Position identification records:
....................
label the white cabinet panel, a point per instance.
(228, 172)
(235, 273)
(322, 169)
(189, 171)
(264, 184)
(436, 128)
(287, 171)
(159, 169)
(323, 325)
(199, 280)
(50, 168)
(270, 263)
....................
[Your task]:
Copy the material above line for line, with no changes.

[Output for this task]:
label the white cabinet panel, a point per instance.
(228, 172)
(235, 273)
(322, 169)
(189, 171)
(264, 184)
(436, 128)
(287, 171)
(159, 169)
(323, 325)
(199, 280)
(50, 168)
(270, 263)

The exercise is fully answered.